— Start Provided records —

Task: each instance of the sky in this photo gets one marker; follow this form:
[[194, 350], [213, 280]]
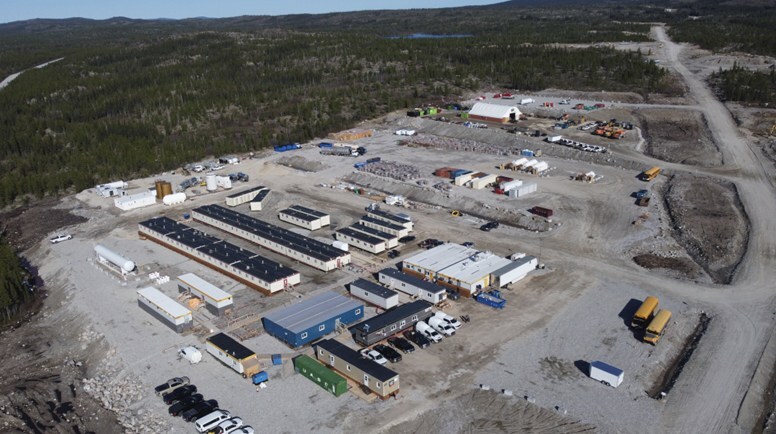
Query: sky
[[16, 10]]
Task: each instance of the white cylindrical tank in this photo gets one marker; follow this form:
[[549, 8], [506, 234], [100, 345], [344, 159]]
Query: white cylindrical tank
[[210, 182], [174, 199], [114, 258]]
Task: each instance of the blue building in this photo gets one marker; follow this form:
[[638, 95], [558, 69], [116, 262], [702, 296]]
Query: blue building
[[312, 318]]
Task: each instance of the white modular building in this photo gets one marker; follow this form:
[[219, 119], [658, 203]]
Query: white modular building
[[375, 294], [412, 285], [134, 201], [165, 309], [217, 301]]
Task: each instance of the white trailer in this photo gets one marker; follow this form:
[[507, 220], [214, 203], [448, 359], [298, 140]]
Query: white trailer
[[606, 374]]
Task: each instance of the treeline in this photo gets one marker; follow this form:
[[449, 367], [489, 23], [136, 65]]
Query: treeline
[[12, 290], [747, 86]]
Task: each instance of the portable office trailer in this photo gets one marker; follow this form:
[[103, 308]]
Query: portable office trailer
[[320, 375], [375, 294], [217, 301], [412, 285], [300, 219], [165, 309], [233, 354], [312, 318], [515, 271], [360, 240], [383, 381], [390, 322]]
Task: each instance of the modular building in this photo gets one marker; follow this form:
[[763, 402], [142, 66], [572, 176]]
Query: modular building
[[494, 112], [375, 294], [244, 196], [324, 218], [516, 270], [383, 381], [312, 318], [360, 240], [298, 247], [134, 201], [165, 309], [217, 300], [257, 204], [301, 219], [391, 241], [384, 226], [412, 285], [257, 272], [391, 322], [391, 218], [320, 375]]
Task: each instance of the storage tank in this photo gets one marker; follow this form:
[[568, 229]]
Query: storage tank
[[210, 183], [114, 258], [174, 199]]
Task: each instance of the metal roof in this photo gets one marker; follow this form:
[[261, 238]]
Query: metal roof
[[163, 302], [378, 290], [412, 280], [230, 346], [284, 237], [312, 311], [351, 357], [360, 236], [391, 316]]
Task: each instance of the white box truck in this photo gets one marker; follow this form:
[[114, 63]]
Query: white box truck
[[606, 374]]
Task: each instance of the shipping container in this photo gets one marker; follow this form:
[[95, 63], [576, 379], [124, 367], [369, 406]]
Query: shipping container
[[321, 375]]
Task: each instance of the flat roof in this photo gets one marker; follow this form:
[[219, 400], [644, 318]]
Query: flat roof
[[208, 289], [298, 214], [284, 237], [412, 280], [361, 236], [352, 357], [246, 191], [374, 288], [391, 316], [230, 346], [312, 311], [163, 302], [310, 211], [441, 257]]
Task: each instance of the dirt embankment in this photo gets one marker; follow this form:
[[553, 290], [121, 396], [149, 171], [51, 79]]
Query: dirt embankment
[[487, 411], [708, 220], [678, 136]]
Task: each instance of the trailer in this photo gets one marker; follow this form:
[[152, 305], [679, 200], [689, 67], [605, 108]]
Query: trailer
[[491, 298], [606, 374], [233, 354]]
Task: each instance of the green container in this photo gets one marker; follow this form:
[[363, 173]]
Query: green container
[[321, 375]]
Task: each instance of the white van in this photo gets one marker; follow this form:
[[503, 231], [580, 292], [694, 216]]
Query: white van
[[211, 420]]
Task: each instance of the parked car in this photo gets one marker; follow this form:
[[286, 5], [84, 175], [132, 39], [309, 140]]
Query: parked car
[[178, 394], [427, 331], [389, 353], [373, 355], [185, 404], [417, 338], [171, 384], [199, 410], [61, 237], [228, 426], [448, 319], [402, 344]]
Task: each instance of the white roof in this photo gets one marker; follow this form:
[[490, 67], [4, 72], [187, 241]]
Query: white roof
[[493, 110], [206, 288], [476, 267], [163, 302], [440, 257]]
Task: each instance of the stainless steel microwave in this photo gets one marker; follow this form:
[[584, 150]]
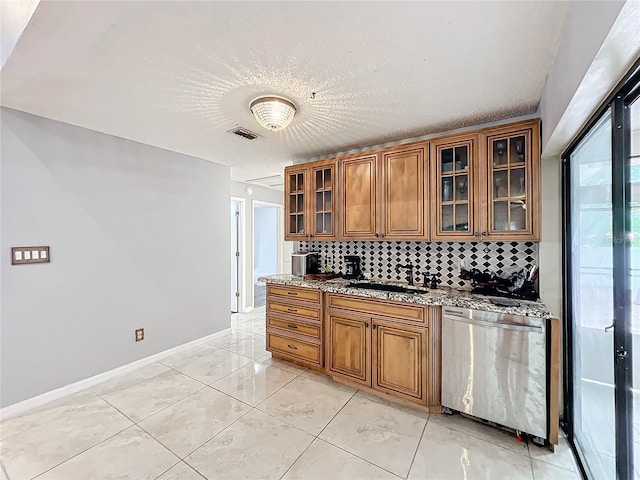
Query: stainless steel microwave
[[303, 263]]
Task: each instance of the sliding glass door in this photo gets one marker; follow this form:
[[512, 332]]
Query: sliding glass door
[[602, 273]]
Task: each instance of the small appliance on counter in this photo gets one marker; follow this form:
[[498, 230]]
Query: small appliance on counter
[[352, 266], [512, 282], [304, 263]]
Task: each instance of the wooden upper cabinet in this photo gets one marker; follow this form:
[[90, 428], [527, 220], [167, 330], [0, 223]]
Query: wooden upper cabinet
[[295, 202], [324, 198], [403, 204], [358, 187], [310, 201], [400, 360], [511, 184], [349, 348], [454, 192]]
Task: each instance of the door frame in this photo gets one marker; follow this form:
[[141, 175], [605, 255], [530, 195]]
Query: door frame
[[627, 91], [280, 241], [242, 259]]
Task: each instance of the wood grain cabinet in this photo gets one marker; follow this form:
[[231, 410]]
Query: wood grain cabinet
[[311, 201], [378, 350], [511, 182], [294, 324], [383, 194], [486, 184]]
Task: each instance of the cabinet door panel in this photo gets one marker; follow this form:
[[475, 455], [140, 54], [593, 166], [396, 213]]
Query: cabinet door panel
[[358, 186], [400, 360], [349, 348], [296, 191], [511, 184], [454, 190], [403, 194], [323, 211]]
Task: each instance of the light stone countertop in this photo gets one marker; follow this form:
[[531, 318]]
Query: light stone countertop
[[440, 296]]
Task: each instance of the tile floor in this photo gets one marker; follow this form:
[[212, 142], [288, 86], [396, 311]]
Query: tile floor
[[225, 409]]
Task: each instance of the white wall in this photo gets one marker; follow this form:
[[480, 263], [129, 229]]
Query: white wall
[[139, 237], [266, 231], [260, 194]]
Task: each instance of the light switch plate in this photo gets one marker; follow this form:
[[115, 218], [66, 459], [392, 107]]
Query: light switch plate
[[24, 255]]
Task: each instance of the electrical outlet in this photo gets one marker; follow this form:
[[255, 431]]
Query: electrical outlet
[[139, 334]]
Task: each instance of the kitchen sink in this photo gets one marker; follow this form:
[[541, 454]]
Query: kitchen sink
[[386, 287]]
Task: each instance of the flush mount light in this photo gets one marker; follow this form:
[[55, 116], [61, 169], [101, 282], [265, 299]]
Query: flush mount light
[[273, 113]]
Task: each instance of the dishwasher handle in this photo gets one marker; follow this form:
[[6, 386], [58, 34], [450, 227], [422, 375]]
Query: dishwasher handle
[[504, 325]]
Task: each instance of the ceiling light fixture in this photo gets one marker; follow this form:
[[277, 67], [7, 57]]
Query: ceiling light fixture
[[273, 113]]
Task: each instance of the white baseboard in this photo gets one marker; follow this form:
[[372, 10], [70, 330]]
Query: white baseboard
[[19, 408]]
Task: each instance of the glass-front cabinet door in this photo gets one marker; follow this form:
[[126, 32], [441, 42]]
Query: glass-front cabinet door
[[295, 185], [453, 192], [511, 195], [323, 208]]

— End Provided records —

* [Task brief]:
Transcribe all of the data above line for line, without changing anything, and leave the pictures out.

* [Result below]:
Task: each instance of the sky in this photo gets one marker; follow this form:
[[194, 350], [213, 280]]
Query: sky
[[16, 10]]
Task: each instance of the white cylindrical tank in this photo gets one marker; follow this form:
[[549, 8], [506, 234], [100, 345], [344, 159]]
Query: white cylindrical tank
[[210, 182], [174, 199], [114, 258]]
Task: each instance of the blue building in this photo gets one marker; follow this form:
[[638, 95], [558, 69], [116, 262], [702, 296]]
Query: blue building
[[312, 318]]
Task: each instance of the white modular building in this photo gets one marker; follow this form:
[[219, 119], [658, 203]]
Query: white modular building
[[375, 294], [412, 285], [134, 201], [165, 309], [217, 301]]
Task: each instance of the white trailer in this photo gets one marker; follow this form:
[[507, 220], [214, 203], [448, 359], [298, 140]]
Query: white trailer
[[606, 374]]
Task: each instance of the treeline in this photo gets one marker; follow this form:
[[449, 367], [489, 23], [136, 65]]
Query: treeline
[[12, 290], [747, 86]]
Task: each instance of the portable office trailer in this photo gets one marker; follow this form:
[[103, 308]]
Query: portable office trailer
[[320, 375], [375, 294], [217, 301], [412, 285], [300, 219], [165, 309], [233, 354], [312, 318], [515, 271], [360, 240], [383, 381], [390, 322]]
Task: each instance of the modular building in this photo gets one marker; follow this form:
[[763, 402], [142, 66], [572, 176]]
Query: modular building
[[494, 112], [375, 294], [244, 196], [324, 218], [516, 270], [383, 381], [312, 318], [360, 240], [298, 247], [134, 201], [165, 309], [217, 300], [257, 204], [301, 219], [391, 241], [384, 226], [412, 285], [257, 272], [391, 322], [391, 218], [320, 375]]
Task: each instance of the storage tank in this photo gets one marker; follow this form:
[[568, 229]]
Query: storage tank
[[210, 183], [114, 258], [174, 199]]
Task: each instance of the metal roof in this photo gets one marker; follow this form:
[[261, 238]]
Query: metal roof
[[163, 302], [378, 290], [412, 280], [230, 346], [284, 237], [312, 311], [351, 357], [360, 236], [391, 316]]
Task: each instance of the white box truck in this photo gets one marker; follow this form:
[[114, 63]]
Query: white box truck
[[606, 374]]
Task: each instance of the shipping container in this photo gets one marker; follow this form:
[[95, 63], [576, 379], [124, 367], [369, 406]]
Query: shipping container
[[321, 375]]
Task: each instance of the flat roof in this photo gets one marker; follow this form:
[[219, 400], [644, 318]]
Query: flat roof
[[208, 289], [298, 214], [284, 237], [412, 280], [361, 236], [352, 357], [246, 191], [374, 288], [391, 316], [230, 346], [312, 311], [163, 302], [310, 211], [441, 257]]
Task: each instance of the dirt embankment in this photo gets one marker; follow this form:
[[553, 290], [121, 396], [149, 171], [51, 79]]
Query: dirt embankment
[[487, 411], [708, 220], [678, 136]]
Task: each instance of the trailer in this photo gets one marker; follow this form:
[[152, 305], [679, 200], [689, 67], [605, 108]]
Query: trailer
[[491, 298], [606, 374], [233, 354]]
Task: each instance of the green container in this photo gets one marker; follow this form:
[[363, 173]]
Query: green container
[[321, 375]]
Task: each instance of the white van in this photo gets one marker; follow this form:
[[503, 231], [580, 292], [694, 216]]
Query: white van
[[211, 420]]
Task: each instance of the parked car in this photo gets one marker; follow this form:
[[286, 5], [84, 175], [132, 39], [309, 140]]
Query: parked car
[[178, 394], [427, 331], [389, 353], [373, 355], [185, 404], [417, 338], [171, 384], [199, 410], [61, 237], [228, 426], [448, 319], [402, 344]]
Task: each instance of the white roof in this photo gets one marker; follow this form:
[[490, 67], [4, 72], [187, 241]]
Query: white roof
[[493, 110], [206, 288], [476, 267], [163, 302], [440, 257]]
Task: each instance of the stainless steel microwave in this photo gets one marker; follow this form:
[[584, 150]]
Query: stainless steel microwave
[[303, 263]]
Task: each instance of the sliding glass door in this photo gets one marker; follow this form:
[[512, 332]]
Query: sliding glass door
[[602, 273]]
Task: each instance of the small appliance on counter in this photo gets one marker; follow this form:
[[498, 230]]
Query: small appliance on counter
[[352, 266], [512, 282], [304, 263]]
Task: each instance of the wooden upper cabinet in this photo gets one marker; follow this form:
[[90, 428], [527, 220], [167, 330], [0, 223]]
Query: wooden upper cabinet
[[295, 202], [324, 198], [403, 204], [358, 187], [310, 201], [400, 360], [511, 184], [349, 348], [454, 192]]
Task: each instance of the door frame in this photo gets one marker; follow this form:
[[141, 175], [605, 255], [530, 195]]
Query: door frame
[[627, 91], [280, 241], [242, 259]]
Task: each instance of the wood grain cabinet in this photo gets one marker; follow this form:
[[231, 410]]
Query: wood grain cabinet
[[311, 201], [378, 350], [511, 182], [294, 324], [383, 194], [486, 184]]
Task: each instance of the cabinet door panel in this photo gets one marker; follow this form:
[[475, 455], [140, 54], [593, 166], [396, 213]]
Query: cabinet door panel
[[358, 186], [400, 360], [349, 348], [296, 191], [511, 184], [454, 190], [403, 194], [323, 211]]
Task: each instance of the light stone countertop in this photo gets one marker; follow this form:
[[531, 318]]
Query: light stone countertop
[[440, 296]]
Task: each instance of the tile floor in this photo gets one marker; follow this form:
[[212, 142], [288, 86], [396, 311]]
Query: tile floor
[[225, 409]]
Task: each instance of the white wall in this photo gets one marker; follow this form:
[[480, 263], [129, 229]]
Query: white wall
[[139, 237], [266, 231], [260, 194]]
Task: each instance of the light switch plate in this photo gets one marker; follow this form:
[[115, 218], [66, 459], [392, 107]]
Query: light switch plate
[[24, 255]]
Task: each instance of the electrical outlet in this photo gets one marker; follow this form:
[[255, 431]]
Query: electrical outlet
[[139, 334]]
Task: each instance of the kitchen sink in this photo gets one marker; follow this form:
[[541, 454]]
Query: kitchen sink
[[386, 287]]
Task: each instance of the flush mount light in this photo gets one marker; follow this form:
[[55, 116], [61, 169], [101, 282], [265, 299]]
Query: flush mount light
[[273, 113]]
Task: each instance of the dishwasher handle in this photo gets one marker; follow this form:
[[6, 386], [58, 34], [450, 227], [422, 375]]
Query: dishwasher handle
[[504, 325]]
Task: each instance of the ceiling light fixture in this photo gets one marker; follow this form:
[[277, 67], [7, 57]]
Query: ceiling light fixture
[[273, 113]]
Task: each instance of the white baseboard in this photo gets one marker; follow this form:
[[372, 10], [70, 330]]
Query: white baseboard
[[19, 408]]
Task: each instance of the glass-front cabinet door in this photo gets one marker; follow this form:
[[126, 32], [441, 42]]
Query: glass-front cabinet door
[[295, 185], [453, 192], [511, 195], [323, 208]]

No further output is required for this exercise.